_WRITTEN PROBLEM_
List every line of the records below that contains the string "gray". Matching is case-sensitive.

Pointing dataset records:
** START **
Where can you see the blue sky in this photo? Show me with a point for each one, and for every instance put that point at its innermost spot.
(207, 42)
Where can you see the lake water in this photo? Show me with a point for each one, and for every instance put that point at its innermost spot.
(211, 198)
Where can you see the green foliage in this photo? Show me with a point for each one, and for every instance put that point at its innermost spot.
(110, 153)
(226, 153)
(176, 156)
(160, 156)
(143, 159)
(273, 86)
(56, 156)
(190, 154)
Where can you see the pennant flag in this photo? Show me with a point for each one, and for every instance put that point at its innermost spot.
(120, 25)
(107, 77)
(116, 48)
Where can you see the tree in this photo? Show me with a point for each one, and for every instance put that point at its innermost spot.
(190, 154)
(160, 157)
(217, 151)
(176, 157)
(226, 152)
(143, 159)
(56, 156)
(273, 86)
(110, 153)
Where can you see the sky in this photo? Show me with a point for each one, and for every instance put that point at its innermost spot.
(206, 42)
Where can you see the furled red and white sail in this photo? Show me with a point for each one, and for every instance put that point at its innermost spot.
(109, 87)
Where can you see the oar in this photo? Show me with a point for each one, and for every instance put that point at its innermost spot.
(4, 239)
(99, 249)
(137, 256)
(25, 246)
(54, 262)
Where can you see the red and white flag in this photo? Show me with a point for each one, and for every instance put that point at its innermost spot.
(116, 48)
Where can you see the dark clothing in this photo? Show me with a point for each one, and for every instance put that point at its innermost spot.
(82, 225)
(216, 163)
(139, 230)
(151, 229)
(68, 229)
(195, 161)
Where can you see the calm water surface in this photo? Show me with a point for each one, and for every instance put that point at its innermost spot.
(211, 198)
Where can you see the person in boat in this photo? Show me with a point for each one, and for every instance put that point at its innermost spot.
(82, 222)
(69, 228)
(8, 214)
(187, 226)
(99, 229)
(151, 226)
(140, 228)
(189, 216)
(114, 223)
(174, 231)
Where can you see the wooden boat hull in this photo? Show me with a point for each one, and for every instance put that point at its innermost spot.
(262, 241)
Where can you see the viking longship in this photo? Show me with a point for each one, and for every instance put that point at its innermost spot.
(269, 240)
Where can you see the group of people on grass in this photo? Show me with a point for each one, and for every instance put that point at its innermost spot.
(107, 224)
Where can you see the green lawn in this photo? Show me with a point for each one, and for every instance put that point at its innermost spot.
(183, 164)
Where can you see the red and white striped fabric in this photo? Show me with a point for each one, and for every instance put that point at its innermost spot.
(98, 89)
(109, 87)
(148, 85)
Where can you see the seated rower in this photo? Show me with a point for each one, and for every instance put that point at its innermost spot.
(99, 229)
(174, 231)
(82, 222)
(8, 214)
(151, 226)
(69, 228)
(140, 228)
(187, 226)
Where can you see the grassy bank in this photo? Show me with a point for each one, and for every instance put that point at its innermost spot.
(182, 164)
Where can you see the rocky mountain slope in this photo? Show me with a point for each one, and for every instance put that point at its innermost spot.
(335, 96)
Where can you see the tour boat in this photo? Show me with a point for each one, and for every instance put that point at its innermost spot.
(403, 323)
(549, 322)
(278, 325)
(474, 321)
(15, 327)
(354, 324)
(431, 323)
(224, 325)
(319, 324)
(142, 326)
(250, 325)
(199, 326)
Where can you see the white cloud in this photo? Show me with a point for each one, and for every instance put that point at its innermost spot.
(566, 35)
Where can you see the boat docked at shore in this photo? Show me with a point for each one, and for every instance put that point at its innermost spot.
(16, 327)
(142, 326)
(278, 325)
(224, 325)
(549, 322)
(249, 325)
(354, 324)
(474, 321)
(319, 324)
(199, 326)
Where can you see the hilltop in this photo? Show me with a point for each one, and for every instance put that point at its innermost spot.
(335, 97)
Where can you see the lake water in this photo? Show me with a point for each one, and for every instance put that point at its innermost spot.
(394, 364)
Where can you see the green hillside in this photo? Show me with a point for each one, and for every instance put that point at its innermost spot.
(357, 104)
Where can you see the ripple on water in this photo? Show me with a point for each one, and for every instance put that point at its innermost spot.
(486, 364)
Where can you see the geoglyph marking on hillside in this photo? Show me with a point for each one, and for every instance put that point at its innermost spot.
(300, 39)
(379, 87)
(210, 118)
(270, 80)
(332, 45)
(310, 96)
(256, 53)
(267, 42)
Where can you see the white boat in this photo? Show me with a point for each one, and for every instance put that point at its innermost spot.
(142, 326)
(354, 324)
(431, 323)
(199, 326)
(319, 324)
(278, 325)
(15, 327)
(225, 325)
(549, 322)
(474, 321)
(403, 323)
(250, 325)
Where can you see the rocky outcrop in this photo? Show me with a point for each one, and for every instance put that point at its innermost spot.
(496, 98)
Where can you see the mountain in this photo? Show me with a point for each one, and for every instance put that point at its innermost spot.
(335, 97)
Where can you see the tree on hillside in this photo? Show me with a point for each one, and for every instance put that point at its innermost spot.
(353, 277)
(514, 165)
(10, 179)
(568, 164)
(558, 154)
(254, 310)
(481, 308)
** END **
** START **
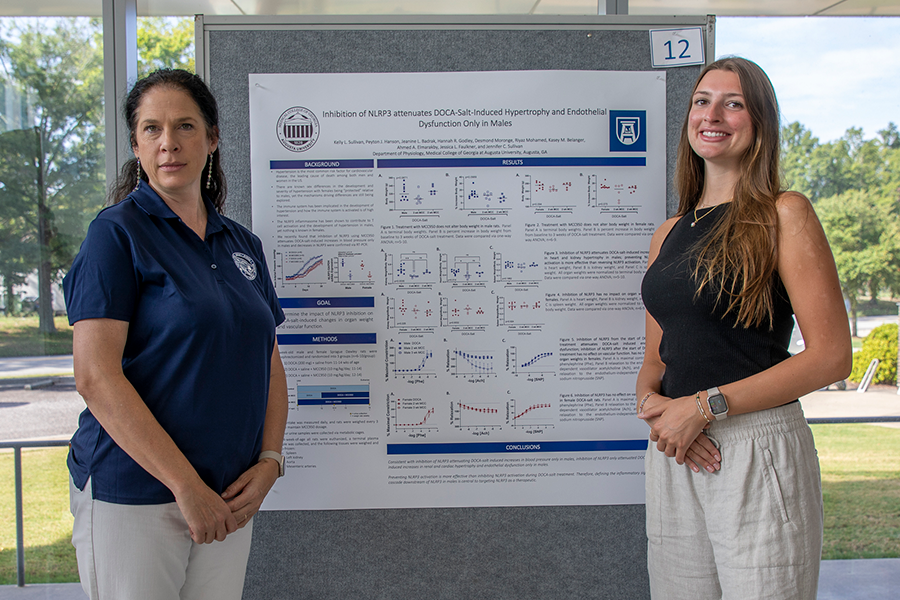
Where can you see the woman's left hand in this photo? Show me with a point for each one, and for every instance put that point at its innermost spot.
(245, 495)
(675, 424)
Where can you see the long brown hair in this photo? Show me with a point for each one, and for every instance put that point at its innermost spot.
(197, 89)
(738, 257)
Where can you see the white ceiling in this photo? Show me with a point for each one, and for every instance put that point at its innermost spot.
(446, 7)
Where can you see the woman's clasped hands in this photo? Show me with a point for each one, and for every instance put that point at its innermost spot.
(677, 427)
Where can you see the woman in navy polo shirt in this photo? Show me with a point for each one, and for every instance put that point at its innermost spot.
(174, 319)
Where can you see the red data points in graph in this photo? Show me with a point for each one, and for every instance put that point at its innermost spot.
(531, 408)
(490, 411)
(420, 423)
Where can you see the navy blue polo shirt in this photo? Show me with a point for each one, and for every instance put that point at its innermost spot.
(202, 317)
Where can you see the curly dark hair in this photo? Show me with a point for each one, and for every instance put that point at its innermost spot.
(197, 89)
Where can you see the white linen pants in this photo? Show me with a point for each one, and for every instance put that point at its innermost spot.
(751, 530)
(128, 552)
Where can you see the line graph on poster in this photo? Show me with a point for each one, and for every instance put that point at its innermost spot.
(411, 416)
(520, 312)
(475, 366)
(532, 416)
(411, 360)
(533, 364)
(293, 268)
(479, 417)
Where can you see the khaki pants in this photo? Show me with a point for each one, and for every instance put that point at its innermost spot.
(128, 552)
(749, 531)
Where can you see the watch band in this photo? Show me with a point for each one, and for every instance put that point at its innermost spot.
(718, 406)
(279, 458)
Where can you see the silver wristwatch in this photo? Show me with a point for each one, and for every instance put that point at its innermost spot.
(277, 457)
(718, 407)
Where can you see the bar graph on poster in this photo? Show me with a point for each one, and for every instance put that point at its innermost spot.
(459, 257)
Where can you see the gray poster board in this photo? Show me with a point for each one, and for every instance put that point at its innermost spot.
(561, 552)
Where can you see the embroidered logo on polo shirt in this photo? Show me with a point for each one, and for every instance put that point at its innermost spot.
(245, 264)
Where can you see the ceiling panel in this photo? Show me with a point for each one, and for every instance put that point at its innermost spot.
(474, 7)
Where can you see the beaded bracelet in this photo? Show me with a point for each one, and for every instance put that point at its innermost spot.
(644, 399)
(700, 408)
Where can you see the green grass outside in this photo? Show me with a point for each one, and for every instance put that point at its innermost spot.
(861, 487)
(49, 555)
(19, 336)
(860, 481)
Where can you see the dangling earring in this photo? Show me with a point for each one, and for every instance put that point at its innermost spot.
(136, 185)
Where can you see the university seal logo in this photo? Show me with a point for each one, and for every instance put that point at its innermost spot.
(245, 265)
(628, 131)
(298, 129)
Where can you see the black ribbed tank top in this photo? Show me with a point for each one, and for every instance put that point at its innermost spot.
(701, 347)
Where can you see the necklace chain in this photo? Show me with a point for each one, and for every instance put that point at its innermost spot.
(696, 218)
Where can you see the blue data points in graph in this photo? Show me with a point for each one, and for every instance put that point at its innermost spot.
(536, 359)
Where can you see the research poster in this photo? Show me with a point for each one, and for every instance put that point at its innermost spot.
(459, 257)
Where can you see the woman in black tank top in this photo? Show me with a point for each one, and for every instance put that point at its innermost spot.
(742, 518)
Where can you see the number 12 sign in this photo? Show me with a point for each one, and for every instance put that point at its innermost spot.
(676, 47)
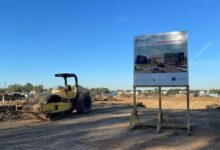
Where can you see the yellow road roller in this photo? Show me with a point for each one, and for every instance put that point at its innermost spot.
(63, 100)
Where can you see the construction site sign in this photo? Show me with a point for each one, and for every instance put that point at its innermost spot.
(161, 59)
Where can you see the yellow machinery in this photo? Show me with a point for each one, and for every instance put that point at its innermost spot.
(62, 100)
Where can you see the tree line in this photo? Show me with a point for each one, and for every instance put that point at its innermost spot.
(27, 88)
** END **
** START **
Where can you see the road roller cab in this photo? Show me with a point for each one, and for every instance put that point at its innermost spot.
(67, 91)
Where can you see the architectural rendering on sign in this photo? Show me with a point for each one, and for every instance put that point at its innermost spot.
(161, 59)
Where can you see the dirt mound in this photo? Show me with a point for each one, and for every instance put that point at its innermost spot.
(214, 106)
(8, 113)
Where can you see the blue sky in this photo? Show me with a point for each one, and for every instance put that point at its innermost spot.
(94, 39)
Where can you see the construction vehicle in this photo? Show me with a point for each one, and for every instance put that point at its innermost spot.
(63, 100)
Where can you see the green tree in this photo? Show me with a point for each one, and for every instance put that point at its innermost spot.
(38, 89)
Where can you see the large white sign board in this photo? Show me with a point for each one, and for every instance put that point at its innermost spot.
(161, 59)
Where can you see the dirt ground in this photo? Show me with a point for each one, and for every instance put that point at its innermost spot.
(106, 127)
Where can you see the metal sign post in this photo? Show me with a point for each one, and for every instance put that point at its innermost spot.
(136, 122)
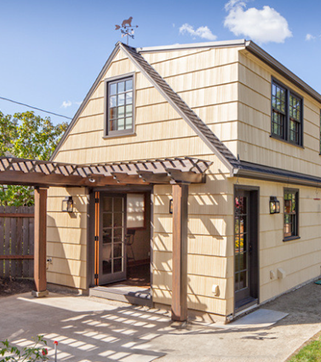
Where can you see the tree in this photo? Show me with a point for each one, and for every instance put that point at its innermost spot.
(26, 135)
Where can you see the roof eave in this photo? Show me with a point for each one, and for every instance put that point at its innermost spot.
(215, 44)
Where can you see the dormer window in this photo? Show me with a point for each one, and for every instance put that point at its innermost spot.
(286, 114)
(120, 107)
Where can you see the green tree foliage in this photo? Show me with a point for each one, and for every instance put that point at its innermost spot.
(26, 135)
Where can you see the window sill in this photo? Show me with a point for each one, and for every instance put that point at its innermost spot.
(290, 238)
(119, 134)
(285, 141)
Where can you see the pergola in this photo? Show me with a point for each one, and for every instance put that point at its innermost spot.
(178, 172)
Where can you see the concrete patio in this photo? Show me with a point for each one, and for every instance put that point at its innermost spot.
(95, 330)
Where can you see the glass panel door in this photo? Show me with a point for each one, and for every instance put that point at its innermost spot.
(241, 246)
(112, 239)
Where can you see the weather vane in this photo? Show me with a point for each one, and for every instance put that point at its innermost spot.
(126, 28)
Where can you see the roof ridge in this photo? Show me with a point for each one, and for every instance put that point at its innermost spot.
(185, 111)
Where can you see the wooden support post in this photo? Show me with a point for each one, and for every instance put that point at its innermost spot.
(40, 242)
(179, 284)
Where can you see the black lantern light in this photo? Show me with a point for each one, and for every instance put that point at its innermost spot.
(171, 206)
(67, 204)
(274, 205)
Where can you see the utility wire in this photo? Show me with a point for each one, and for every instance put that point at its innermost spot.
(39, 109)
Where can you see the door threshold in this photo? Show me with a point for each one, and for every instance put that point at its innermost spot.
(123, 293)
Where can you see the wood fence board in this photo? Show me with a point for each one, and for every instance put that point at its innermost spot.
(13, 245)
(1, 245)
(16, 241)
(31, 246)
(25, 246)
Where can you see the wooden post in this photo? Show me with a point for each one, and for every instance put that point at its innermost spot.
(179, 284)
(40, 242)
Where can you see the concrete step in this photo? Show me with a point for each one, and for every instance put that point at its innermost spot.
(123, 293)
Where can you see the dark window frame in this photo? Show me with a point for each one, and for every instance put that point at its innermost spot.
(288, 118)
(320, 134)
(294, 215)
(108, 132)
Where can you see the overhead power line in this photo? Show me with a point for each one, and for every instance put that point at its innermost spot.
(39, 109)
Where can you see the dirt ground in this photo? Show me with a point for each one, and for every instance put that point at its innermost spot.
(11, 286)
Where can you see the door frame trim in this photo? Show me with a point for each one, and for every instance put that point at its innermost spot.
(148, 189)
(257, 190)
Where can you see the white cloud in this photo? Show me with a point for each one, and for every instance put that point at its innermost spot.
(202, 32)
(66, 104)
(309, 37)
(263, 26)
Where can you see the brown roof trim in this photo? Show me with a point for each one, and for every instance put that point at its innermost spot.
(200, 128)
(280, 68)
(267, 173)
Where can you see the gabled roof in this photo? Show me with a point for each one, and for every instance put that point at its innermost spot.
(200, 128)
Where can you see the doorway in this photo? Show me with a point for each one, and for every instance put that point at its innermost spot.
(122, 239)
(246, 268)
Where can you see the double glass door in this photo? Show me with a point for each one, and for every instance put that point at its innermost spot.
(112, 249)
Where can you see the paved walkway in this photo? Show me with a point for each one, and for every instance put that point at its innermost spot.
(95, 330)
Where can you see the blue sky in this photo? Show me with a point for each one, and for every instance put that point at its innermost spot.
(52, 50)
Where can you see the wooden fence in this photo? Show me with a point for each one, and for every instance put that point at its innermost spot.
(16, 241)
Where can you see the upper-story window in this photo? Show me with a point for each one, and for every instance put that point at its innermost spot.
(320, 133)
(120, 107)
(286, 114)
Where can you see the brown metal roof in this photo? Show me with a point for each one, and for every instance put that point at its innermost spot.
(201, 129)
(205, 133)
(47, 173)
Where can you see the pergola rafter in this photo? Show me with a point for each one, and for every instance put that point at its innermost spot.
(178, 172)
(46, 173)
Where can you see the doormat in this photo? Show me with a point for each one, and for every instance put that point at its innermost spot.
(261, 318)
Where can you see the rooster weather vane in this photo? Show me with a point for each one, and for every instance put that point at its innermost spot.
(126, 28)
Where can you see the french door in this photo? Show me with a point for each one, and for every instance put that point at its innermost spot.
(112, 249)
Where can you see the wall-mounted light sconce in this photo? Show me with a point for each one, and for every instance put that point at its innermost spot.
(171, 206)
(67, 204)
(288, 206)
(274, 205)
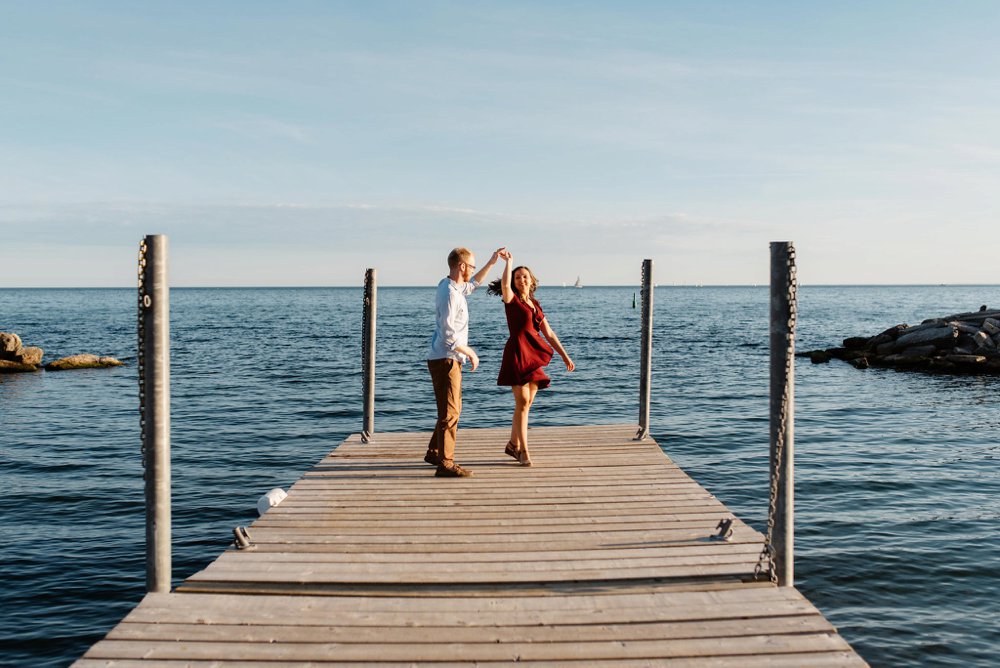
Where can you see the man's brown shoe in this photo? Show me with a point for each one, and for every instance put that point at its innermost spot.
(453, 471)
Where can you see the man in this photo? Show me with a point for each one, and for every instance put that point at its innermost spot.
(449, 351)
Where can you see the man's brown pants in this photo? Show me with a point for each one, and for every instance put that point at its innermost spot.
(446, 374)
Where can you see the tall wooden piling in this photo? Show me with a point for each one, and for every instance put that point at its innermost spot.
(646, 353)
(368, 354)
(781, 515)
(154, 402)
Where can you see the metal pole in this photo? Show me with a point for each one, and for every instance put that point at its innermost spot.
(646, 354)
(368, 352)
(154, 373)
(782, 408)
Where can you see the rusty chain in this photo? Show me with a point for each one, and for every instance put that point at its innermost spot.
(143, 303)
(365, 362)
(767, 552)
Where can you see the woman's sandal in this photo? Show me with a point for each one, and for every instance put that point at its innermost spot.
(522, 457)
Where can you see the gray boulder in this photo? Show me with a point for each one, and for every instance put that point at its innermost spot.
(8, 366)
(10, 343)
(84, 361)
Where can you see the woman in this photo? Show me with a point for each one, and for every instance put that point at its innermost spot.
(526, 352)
** END **
_PROBLEM SOLUTION_
Where can you see the gray poster board in this photo? Show me with a point for each one, and for every instance put that point at its innermost spot.
Where can you see the gray boulder in this photo? Show me with a point for each one, and for every instance put that point at its innermost spot.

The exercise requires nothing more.